EXTRACT TO READ –
———

A student reads the prompt for the week’s class discussion. The initial post is due tomorrow, but there are already eight responses. A quick glance through them shows that their classmates have, so far, all summed up the main points of the reading. No one has mentioned the counterargument the author brought up. The student thinks it was an interesting point, but no one else has mentioned it. What if I misunderstood? What if it isn’t addressing the prompt? The student questions their judgment and opts for a safe response mirroring what others have already said.

Michelle Bennett and Alexis Kenyon headshots
Michelle Bennett and Alexis Kenyon

The value of interactivity in a course often comes from variety. Learning thrives when students and instructors are approaching content and asking questions about it from their unique perspectives. The leaders of the Bachelor of Applied Science (BAS) and the Bachelor of Arts in Interdisciplinary Professional Studies (IPS) found that students were getting weary of traditional discussion boards that lacked variety. First responses often provided more unique perspectives, whereas subsequent responses began to duplicate ideas. In an effort to encourage unique, authentic comments on areas of most interest and to provide a fresh tool for peer-to-peer and instructor-to-student connection, leadership decided to take an alternative approach to discussion boards and incorporate interactive tools like Perusall for social annotation.

———

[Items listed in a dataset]
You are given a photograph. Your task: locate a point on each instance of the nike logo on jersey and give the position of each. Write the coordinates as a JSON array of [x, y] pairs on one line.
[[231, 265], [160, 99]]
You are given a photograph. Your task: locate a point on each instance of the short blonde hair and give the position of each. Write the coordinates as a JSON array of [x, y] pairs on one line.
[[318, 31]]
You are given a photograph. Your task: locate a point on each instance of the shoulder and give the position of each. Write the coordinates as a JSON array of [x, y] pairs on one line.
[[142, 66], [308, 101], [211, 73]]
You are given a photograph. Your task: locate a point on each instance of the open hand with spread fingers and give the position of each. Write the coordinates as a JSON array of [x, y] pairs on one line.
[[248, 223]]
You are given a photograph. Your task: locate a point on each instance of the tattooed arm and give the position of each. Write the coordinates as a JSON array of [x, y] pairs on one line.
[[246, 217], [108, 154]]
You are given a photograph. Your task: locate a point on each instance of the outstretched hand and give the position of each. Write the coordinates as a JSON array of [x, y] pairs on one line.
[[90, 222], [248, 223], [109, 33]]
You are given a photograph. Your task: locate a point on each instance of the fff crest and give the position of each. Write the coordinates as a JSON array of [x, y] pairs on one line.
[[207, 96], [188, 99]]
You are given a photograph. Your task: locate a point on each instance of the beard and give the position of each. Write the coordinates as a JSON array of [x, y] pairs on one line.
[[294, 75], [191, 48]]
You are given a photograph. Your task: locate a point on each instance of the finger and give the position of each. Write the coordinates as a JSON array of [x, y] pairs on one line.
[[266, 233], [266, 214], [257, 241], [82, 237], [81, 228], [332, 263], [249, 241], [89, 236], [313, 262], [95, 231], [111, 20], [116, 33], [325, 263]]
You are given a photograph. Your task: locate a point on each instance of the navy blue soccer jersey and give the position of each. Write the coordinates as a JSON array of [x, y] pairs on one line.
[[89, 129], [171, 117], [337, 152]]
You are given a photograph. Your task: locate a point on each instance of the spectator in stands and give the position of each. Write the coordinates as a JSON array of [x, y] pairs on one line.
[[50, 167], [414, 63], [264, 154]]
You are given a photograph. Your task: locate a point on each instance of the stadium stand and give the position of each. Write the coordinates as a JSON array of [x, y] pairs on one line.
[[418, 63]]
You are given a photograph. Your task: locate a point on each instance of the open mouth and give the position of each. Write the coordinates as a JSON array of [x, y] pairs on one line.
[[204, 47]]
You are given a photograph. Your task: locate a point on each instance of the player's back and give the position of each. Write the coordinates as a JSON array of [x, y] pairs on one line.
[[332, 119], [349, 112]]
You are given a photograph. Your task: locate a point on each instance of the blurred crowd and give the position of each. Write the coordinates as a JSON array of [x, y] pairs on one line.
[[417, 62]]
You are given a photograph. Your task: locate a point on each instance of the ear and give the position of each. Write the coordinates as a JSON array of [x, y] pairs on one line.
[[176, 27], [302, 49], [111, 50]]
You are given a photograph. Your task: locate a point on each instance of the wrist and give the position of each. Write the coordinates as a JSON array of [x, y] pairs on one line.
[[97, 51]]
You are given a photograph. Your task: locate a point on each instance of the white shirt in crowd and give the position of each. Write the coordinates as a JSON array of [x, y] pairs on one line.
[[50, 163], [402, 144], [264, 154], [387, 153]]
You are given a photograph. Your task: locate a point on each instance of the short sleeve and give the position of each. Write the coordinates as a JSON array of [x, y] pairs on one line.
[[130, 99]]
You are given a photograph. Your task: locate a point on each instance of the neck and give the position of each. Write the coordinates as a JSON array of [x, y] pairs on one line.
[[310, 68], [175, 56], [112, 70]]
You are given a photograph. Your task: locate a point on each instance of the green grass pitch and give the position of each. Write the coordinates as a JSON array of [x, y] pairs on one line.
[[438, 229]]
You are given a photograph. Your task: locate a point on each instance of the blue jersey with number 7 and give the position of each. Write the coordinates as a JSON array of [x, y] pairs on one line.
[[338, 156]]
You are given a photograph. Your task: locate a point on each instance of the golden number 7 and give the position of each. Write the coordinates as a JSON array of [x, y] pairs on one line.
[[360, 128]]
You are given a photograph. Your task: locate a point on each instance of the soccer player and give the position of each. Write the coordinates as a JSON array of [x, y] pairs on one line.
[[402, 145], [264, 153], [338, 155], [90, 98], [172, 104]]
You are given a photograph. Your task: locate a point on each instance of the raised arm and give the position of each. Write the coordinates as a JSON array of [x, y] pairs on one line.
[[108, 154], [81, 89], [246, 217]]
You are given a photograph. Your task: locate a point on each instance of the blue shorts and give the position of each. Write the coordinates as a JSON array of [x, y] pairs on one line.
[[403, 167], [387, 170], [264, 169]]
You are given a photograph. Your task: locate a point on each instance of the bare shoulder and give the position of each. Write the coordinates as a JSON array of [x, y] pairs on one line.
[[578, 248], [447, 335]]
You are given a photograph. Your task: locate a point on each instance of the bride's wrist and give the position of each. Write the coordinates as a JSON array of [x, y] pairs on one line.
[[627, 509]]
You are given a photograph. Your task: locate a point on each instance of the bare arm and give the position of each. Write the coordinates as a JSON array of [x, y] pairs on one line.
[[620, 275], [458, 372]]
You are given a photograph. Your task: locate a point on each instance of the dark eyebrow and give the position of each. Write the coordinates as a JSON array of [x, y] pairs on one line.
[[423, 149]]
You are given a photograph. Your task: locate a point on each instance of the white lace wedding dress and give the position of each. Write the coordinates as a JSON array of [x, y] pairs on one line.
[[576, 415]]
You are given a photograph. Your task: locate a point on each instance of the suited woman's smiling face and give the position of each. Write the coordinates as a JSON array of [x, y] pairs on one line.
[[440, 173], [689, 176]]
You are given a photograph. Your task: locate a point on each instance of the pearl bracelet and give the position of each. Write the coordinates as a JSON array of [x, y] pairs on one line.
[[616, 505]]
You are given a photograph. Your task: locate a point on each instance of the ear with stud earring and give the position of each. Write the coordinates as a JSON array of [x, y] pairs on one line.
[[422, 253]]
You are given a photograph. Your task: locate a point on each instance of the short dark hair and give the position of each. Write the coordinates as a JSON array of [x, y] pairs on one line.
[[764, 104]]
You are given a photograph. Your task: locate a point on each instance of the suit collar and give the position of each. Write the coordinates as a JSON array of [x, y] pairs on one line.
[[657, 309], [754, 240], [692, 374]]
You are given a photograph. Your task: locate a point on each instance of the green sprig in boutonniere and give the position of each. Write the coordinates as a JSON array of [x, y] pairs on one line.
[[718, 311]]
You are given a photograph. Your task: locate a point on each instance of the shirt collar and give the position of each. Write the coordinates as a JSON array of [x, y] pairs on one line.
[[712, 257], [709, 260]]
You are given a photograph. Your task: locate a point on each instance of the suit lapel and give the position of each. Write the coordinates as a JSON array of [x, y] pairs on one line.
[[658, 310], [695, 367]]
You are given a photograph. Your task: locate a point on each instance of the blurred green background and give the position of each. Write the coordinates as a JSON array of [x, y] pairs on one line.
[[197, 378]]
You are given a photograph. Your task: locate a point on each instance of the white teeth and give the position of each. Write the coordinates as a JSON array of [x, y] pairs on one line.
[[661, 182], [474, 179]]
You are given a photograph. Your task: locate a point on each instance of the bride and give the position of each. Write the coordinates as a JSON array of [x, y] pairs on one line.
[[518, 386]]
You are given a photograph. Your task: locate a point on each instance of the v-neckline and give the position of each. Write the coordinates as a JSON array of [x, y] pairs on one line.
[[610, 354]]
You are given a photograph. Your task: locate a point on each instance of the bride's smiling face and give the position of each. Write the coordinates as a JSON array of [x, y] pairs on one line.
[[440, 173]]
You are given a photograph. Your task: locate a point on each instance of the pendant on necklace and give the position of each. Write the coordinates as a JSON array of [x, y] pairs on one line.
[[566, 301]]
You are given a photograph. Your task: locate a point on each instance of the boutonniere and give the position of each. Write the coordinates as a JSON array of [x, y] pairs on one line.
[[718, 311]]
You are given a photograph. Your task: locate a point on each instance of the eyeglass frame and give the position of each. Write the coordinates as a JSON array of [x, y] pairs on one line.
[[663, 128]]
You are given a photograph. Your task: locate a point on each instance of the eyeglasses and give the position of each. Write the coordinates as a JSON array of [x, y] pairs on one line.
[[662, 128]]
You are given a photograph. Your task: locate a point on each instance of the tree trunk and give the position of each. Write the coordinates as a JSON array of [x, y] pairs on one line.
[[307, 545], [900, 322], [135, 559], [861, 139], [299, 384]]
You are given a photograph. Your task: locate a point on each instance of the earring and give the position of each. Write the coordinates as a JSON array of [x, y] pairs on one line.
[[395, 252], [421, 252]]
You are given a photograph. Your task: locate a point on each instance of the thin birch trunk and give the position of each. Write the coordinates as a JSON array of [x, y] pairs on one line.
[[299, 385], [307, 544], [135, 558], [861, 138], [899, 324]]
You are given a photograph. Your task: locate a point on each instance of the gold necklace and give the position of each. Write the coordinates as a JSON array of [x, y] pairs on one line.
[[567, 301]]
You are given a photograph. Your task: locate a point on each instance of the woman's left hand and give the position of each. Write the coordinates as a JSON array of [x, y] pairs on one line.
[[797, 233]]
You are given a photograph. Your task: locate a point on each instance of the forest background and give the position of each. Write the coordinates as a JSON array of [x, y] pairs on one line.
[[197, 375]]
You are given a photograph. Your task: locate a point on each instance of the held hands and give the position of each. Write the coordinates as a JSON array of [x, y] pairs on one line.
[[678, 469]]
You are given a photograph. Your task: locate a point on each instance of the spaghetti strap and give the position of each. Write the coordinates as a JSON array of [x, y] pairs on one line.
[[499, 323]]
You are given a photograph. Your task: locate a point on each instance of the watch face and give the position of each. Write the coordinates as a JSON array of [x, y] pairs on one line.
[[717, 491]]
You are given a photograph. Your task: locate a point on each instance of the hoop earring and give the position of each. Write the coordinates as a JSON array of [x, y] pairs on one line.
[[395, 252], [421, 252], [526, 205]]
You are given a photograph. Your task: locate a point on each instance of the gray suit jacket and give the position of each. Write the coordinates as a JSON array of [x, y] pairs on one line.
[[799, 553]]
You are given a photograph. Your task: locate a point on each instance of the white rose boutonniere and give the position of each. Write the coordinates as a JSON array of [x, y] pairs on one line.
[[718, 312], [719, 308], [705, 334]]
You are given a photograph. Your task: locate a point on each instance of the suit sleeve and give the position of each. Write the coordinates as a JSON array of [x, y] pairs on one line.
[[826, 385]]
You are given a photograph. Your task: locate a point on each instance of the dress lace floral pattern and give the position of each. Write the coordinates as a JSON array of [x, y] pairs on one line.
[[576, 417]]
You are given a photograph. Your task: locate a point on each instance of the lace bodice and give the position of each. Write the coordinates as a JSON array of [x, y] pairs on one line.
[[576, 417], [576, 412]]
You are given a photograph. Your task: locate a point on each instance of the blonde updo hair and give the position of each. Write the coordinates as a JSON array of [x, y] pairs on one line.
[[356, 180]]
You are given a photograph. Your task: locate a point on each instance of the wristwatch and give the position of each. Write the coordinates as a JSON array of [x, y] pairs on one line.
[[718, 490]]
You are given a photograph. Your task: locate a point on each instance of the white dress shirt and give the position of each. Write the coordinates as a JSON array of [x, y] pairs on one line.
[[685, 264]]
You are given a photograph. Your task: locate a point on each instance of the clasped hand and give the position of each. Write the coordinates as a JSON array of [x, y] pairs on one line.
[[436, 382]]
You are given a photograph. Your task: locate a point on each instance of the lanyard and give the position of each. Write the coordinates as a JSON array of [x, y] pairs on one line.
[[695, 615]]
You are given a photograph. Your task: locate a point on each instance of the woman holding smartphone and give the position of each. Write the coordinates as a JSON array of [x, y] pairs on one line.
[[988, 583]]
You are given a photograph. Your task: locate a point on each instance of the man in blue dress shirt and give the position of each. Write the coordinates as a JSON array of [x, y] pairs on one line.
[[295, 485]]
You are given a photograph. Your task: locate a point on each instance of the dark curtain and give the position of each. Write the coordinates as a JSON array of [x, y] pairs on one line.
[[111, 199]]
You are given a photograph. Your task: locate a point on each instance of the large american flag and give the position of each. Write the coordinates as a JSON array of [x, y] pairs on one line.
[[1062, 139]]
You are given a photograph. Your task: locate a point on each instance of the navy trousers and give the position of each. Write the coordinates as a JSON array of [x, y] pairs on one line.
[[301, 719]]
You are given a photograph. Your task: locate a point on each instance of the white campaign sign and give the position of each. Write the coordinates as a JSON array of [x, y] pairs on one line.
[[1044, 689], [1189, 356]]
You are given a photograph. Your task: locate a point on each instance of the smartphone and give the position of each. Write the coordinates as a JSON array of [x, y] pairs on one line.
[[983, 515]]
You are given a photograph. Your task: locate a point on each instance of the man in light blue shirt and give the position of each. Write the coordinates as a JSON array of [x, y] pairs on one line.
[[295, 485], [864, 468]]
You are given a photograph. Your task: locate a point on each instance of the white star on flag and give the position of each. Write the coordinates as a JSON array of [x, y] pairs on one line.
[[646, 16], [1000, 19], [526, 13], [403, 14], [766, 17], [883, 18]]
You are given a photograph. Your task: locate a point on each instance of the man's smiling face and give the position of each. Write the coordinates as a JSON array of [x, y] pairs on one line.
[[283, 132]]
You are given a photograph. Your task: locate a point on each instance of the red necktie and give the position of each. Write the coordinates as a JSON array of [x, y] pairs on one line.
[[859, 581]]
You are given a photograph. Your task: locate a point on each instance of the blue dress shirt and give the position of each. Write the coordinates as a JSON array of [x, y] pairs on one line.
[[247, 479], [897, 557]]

———

SET EXERCISE –
Pick up the article on replacing traditional discussion boards with social annotation and carry it on from its last sentence.

EXERCISE RESULT –
Social annotation

Inserting electronic comments on a document is not new. In the past, students left behind notes or highlights in a used textbook. In today’s digital environment, we have the opportunity to make those annotations online in a shared file, like a PDF, photo, chart, or even video. The options are endless and all parties are engaged more with the content by sharing ideas and responding to peers. The result is a conversation taking place within the context of the learning materials.

Perusall is a tool that can help facilitate these very conversations. According to Perusall, the tool “turns coursework into a social experience” and helps “students think critically and develop a deeper understanding of the material.”  Perusall is helping BAS/IPS students create a community while learning.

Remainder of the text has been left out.